▶ **GOAL**
Recast the paragraph in the forum thread below that begins "You'll need to convert the audio track" as a numbered list of steps.

▶ **TEXT BLOCK**
....

We have a massive batch of videos arrive today and they were encoded with 96 kHz AAC audio streams. We need them set to 48 kHz or lower for them to playback properly.

The videos themselves are perfectly fine (our clients are finally starting to listen in this regard!) but it seems someone decided bigger is better and went with a sample rate that we can not use.


Is there anyway for us to change the sample rate without transcoding all of the audio streams?


We can do it, but it will be a pain that we would love to avoid.

Update: woot! only SOME of the videos need their sample rate lowered! We checked the rest of them out and they are generally all 48kHz or lower! I can leave work on time! The ones that need their rates reduced are still significant but a minority of what we were given today.

Re: Is it possible to change the sample rate without transcoding the files?

Reply #1
You'll need to convert the audio track to WAV, resample that, then encode to AAC again, and then finally replace the old audio track with the new one.

So your question really isn't about resampling, it's about how to replace the audio track of a video with another audio track.

Personally, I'd use ffmpeg in the command line for this. But I assume there's GUI software out there than can rip and replace audio tracks on video files.

Re: Is it possible to change the sample rate without transcoding the files?

Reply #2
I think ffmpeg can do this in one operation? But IIRC, one should ideally compile ffmpeg with libfdk_aac then?
And someone can probably write a script using ffprobe which will leave the already-48's untouched.

....

▶ **DATA SEGMENT**
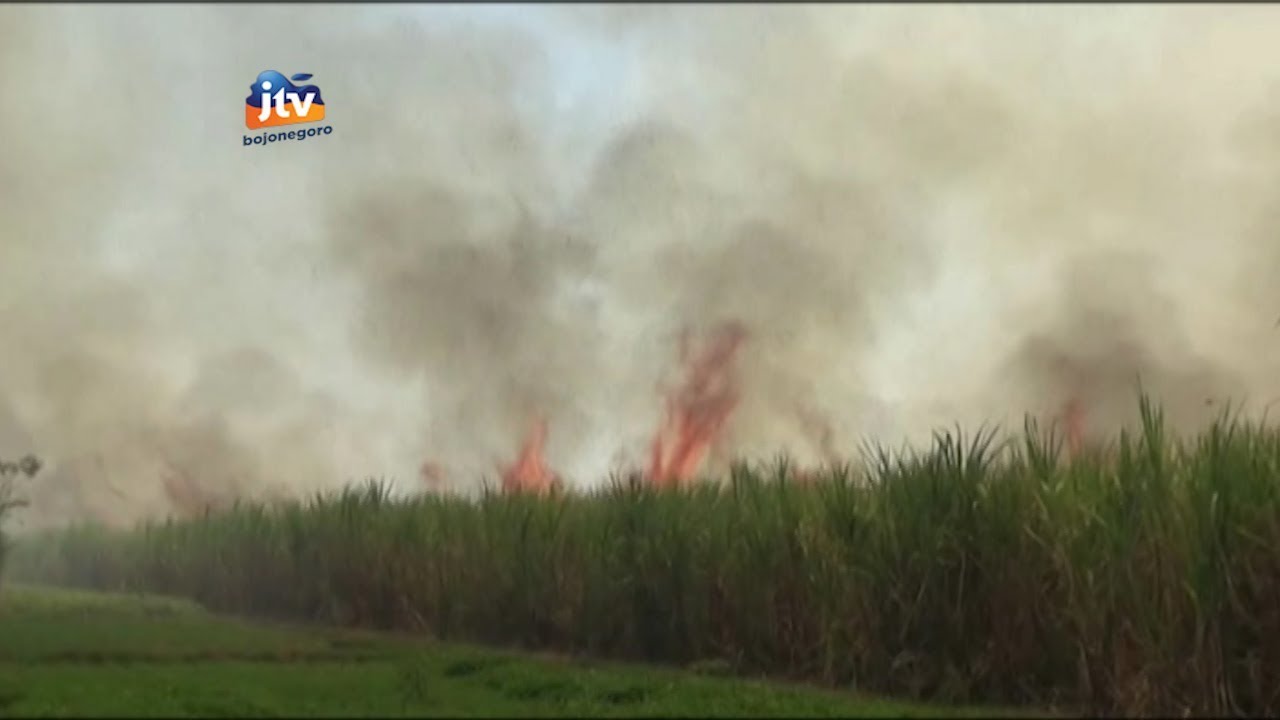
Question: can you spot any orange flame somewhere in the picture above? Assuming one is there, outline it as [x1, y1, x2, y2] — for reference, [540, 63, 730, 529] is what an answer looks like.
[648, 323, 746, 487]
[502, 418, 558, 493]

....

▶ **WRITTEN ANSWER**
1. Convert the audio track to WAV.
2. Resample it.
3. Encode it to AAC again.
4. Replace the old audio track with the new one.